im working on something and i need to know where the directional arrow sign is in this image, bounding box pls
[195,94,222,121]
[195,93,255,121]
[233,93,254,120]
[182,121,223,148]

====

§ Task description
Repeat the data exactly. Omit nothing.

§ Task answer
im working on something and i need to know where the directional arrow sign is in this image, bounding box pls
[195,94,222,121]
[195,93,255,121]
[233,93,254,120]
[182,121,223,148]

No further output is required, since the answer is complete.